To do:
1. Set down the part of the downtown redevelopment passage starting with "Ballard’s administration is" and going on through "than the city.", word for word.
2. In the downtown redevelopment passage, how much will the parking garage the city agreed to build cost?

Passage shown:
========================================

Mike Wells, president of REI Investments Inc., said plans unveiled Jan. 24 by Flaherty & Collins Properties to build a mixed-use project anchored by a Marsh grocery store on the northwest side of downtown are a positive sign.
“You can tell the momentum is building for the downtown,” he said. “The city will have another shovel-ready site in Market Square.”
Market Square is not necessarily next on the list, Huber said.
Ballard’s administration is juggling a number of projects, the most imminent of which is redevelopment of the former Massachusetts Avenue fire station.
Other opportunities could arise, Huber said, and the city would have to act quickly, as it did with the Flaherty & Collins project. Much of the land that will be used is surface parking for OneAmerica Financial Partners employees, so the city agreed to make up the lost spaces by building a $13 million parking garage.
“When someone else owns the property, deals take on a different character,” Huber said.
The Washington Street parking lot was a “speculative” purchase, Kintner said, which is why it made more sense for the CDC than the city.
If redevelopment stalls, the CDC will refinance its five-year loan from Louisville-based Stock Yards Bank & Trust, which was based on an estimated $360,000 a year in parking revenue, he said.

========================================

Data listing:
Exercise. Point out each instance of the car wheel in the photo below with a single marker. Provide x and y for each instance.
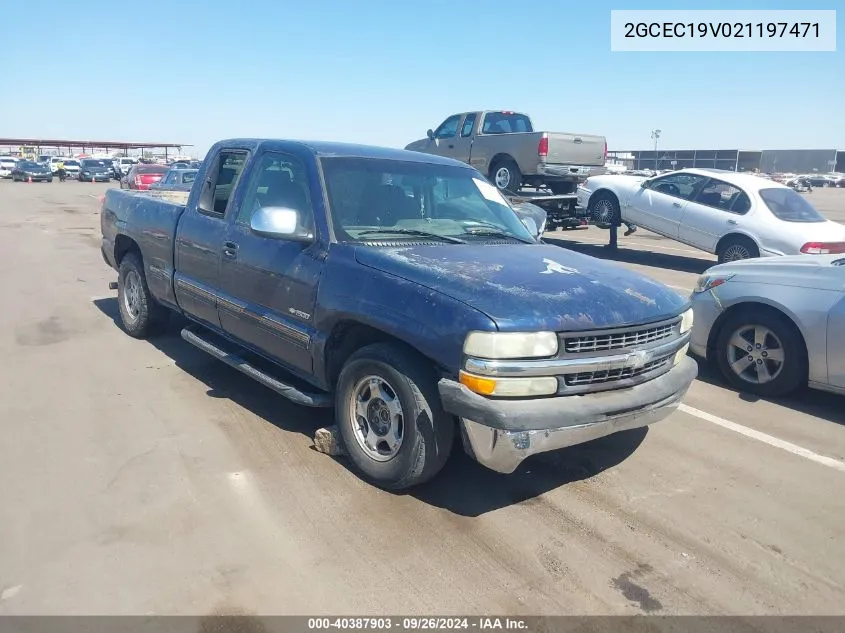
(762, 352)
(139, 311)
(390, 418)
(603, 209)
(505, 174)
(736, 248)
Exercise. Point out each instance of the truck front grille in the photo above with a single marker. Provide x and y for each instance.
(612, 375)
(619, 339)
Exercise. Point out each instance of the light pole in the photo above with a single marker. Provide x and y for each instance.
(655, 136)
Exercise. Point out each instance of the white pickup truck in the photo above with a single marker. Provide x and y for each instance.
(504, 146)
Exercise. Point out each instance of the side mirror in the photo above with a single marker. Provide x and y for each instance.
(278, 223)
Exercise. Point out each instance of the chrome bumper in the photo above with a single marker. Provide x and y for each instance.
(501, 434)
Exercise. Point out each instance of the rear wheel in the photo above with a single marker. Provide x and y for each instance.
(736, 248)
(389, 416)
(505, 174)
(139, 311)
(762, 352)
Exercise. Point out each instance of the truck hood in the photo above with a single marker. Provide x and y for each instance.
(531, 287)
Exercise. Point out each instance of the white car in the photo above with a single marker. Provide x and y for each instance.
(7, 164)
(736, 216)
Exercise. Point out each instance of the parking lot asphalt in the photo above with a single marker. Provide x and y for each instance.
(143, 477)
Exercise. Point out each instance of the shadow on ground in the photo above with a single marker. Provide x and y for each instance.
(463, 487)
(819, 404)
(679, 263)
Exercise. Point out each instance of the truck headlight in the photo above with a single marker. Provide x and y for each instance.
(686, 321)
(706, 282)
(509, 387)
(501, 345)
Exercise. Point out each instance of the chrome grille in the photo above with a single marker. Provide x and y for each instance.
(611, 375)
(618, 339)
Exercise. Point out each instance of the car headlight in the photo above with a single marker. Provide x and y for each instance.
(500, 345)
(509, 387)
(686, 321)
(707, 282)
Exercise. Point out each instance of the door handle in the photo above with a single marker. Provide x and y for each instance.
(230, 250)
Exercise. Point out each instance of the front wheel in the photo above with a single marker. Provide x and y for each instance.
(139, 311)
(762, 352)
(390, 418)
(603, 209)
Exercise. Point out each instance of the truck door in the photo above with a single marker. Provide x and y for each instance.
(199, 238)
(268, 286)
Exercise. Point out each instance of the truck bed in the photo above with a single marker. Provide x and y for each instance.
(150, 218)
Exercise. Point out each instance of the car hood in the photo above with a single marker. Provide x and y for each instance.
(531, 286)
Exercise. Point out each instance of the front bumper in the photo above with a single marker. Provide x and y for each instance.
(500, 434)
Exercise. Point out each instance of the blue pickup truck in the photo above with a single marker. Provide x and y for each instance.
(403, 290)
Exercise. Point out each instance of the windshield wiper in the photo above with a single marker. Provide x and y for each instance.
(482, 228)
(435, 236)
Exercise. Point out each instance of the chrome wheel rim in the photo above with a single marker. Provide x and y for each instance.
(736, 252)
(377, 419)
(132, 294)
(603, 211)
(503, 177)
(755, 354)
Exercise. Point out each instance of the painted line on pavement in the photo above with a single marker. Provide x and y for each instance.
(765, 438)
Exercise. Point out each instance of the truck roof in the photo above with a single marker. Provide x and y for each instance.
(347, 150)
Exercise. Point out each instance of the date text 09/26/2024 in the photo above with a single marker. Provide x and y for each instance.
(433, 623)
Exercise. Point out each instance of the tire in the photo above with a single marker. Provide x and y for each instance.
(505, 175)
(405, 379)
(603, 209)
(737, 248)
(778, 333)
(563, 188)
(140, 314)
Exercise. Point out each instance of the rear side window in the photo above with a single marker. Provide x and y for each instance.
(790, 206)
(225, 174)
(466, 129)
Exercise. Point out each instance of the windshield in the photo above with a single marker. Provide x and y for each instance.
(372, 194)
(505, 122)
(789, 206)
(95, 163)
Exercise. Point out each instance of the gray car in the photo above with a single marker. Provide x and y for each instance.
(774, 325)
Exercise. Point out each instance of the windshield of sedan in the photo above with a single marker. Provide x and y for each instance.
(789, 206)
(373, 196)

========================================

Answers to the tasks:
1.
Ballard’s administration is juggling a number of projects, the most imminent of which is redevelopment of the former Massachusetts Avenue fire station.
Other opportunities could arise, Huber said, and the city would have to act quickly, as it did with the Flaherty & Collins project. Much of the land that will be used is surface parking for OneAmerica Financial Partners employees, so the city agreed to make up the lost spaces by building a $13 million parking garage.
“When someone else owns the property, deals take on a different character,” Huber said.
The Washington Street parking lot was a “speculative” purchase, Kintner said, which is why it made more sense for the CDC than the city.

2. $13 million.